- **연습 자료**:
::::
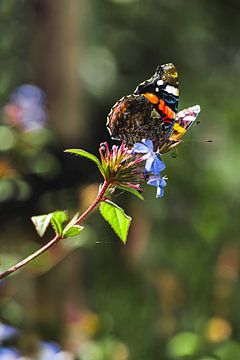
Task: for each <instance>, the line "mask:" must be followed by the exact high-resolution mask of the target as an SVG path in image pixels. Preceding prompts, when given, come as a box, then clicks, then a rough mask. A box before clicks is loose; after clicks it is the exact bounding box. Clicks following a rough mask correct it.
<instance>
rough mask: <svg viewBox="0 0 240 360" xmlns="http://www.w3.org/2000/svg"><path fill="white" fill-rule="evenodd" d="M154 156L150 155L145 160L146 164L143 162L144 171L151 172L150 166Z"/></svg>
mask: <svg viewBox="0 0 240 360" xmlns="http://www.w3.org/2000/svg"><path fill="white" fill-rule="evenodd" d="M154 160H155V159H154V156H150V157H149V158H148V159H147V161H146V164H145V170H146V172H148V173H149V172H152V167H153V162H154Z"/></svg>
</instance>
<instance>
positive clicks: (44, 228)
mask: <svg viewBox="0 0 240 360" xmlns="http://www.w3.org/2000/svg"><path fill="white" fill-rule="evenodd" d="M52 217H53V213H51V214H46V215H38V216H32V217H31V220H32V222H33V225H34V226H35V229H36V231H37V233H38V235H39V236H41V237H42V236H43V235H44V234H45V232H46V230H47V227H48V225H49V223H50V221H51V219H52Z"/></svg>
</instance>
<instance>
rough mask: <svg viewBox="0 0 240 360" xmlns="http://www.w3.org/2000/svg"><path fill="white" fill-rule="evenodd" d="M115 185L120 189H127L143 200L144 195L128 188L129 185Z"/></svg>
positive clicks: (143, 197) (143, 198)
mask: <svg viewBox="0 0 240 360" xmlns="http://www.w3.org/2000/svg"><path fill="white" fill-rule="evenodd" d="M116 187H117V188H118V189H120V190H124V191H128V192H130V193H131V194H133V195H135V196H137V197H138V198H139V199H140V200H144V197H143V196H142V195H141V193H140V192H139V191H137V190H135V189H132V188H129V187H127V186H126V187H125V186H121V185H116Z"/></svg>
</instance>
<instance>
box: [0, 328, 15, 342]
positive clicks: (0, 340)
mask: <svg viewBox="0 0 240 360" xmlns="http://www.w3.org/2000/svg"><path fill="white" fill-rule="evenodd" d="M18 333H19V331H18V330H17V329H16V328H15V327H13V326H10V325H6V324H3V323H0V343H1V342H3V341H5V340H8V339H11V338H12V337H14V336H16V335H18Z"/></svg>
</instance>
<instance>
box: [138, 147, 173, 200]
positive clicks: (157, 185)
mask: <svg viewBox="0 0 240 360" xmlns="http://www.w3.org/2000/svg"><path fill="white" fill-rule="evenodd" d="M133 151H134V153H135V154H145V156H146V159H147V161H146V164H145V169H144V175H145V179H147V183H148V184H149V185H153V186H156V187H157V193H156V197H157V198H160V197H162V196H163V194H164V187H165V186H166V185H167V183H166V180H165V178H164V177H162V176H161V171H163V170H164V169H165V164H164V162H163V161H162V160H161V158H160V154H158V153H156V152H154V150H153V142H152V140H142V142H140V143H135V144H134V147H133Z"/></svg>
::::
- **과제 설명**: 위 항목 가운데 "positive"라는 단어가 들어 있는 줄을 모두 골라 그대로 옮겨 적으세요.

- **과제 풀이**:
positive clicks: (44, 228)
positive clicks: (143, 197) (143, 198)
positive clicks: (0, 340)
positive clicks: (157, 185)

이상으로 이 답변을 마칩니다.